**WHAT IS EXPECTED**:
Can you edit the lines of the listing below, from the one containing "of the blanket" through the end of the listing, inclusive, so that "carved relief panel" becomes "stone relief panel" and everything else stays unchanged?

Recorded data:
______________________________
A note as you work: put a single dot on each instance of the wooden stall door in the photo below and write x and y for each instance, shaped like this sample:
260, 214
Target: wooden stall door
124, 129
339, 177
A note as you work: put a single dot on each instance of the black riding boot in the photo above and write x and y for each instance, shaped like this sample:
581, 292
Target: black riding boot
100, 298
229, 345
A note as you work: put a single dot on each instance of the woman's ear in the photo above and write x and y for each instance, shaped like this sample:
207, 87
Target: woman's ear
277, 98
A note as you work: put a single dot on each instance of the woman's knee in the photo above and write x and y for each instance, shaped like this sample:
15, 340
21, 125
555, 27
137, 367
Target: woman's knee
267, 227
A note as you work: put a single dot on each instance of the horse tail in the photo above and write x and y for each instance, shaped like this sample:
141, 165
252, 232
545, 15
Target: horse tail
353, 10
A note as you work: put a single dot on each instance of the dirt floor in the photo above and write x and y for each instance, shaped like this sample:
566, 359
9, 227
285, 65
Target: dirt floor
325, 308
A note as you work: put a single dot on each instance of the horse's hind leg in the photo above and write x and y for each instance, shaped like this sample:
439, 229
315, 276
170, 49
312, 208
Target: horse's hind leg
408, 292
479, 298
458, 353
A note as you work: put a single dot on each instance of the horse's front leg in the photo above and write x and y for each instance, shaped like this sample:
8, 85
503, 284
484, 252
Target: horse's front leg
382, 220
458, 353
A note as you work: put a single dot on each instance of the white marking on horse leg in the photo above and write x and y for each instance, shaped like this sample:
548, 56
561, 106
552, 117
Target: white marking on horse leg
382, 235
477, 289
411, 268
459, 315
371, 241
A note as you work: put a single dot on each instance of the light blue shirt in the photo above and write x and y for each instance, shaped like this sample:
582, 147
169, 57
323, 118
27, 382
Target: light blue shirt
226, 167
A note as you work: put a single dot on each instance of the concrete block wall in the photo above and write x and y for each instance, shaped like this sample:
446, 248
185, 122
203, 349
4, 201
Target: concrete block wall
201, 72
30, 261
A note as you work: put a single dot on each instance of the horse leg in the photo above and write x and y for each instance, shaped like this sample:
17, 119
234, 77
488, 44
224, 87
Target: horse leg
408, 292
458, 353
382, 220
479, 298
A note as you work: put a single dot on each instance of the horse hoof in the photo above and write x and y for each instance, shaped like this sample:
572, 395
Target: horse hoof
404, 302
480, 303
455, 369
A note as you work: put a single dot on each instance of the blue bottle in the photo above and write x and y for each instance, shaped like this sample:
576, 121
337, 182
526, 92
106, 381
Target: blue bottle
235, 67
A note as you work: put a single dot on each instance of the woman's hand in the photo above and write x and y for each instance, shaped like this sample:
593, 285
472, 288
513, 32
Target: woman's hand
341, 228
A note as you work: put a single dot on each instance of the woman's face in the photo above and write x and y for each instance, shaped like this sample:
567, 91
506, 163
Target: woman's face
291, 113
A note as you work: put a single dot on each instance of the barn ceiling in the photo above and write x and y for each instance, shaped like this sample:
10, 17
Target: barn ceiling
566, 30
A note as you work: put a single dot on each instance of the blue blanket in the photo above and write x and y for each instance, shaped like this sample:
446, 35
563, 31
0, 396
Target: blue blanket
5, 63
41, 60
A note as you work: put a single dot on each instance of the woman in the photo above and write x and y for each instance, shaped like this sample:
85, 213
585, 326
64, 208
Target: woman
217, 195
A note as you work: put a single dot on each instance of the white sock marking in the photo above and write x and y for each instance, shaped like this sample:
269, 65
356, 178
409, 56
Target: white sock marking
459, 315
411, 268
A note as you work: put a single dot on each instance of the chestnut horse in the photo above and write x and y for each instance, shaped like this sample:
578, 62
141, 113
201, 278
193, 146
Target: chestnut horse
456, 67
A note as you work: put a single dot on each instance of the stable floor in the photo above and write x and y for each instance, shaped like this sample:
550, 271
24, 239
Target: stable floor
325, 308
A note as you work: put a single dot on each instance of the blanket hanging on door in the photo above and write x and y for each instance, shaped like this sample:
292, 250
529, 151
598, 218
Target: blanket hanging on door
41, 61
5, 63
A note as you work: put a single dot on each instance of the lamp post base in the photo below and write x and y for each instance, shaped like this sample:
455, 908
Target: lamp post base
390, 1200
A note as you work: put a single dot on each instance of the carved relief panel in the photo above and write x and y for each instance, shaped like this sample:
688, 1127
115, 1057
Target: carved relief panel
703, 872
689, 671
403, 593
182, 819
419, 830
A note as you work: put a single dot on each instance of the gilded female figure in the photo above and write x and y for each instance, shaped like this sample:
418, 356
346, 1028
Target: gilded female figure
______________________________
**SOLUTION TO THIS EXERCISE**:
A note as you work: put a single dot on each instance of the blanket hanging on door in the photo above and write x and y for each instance, shaped like this sample:
292, 250
529, 151
598, 218
Target: blanket hanging on door
41, 61
5, 63
A note as you work: put a single dot on each instance of the lamp post base in the photo below and write x and y for each instance, shaped like this sample:
455, 908
Target: lamp post base
390, 1200
A note as you work: put a single dot on each instance of the stone relief panel in the photo above and write x and y for each instance, shaped like this sample:
688, 1127
115, 1057
Target: stone relief panel
703, 872
689, 671
403, 593
182, 819
419, 830
A note as you work: put a single dot on each instance of the gilded female figure in the photo above and write x and y for each instance, shaped like this sample:
418, 356
346, 1028
Target: gilded female figure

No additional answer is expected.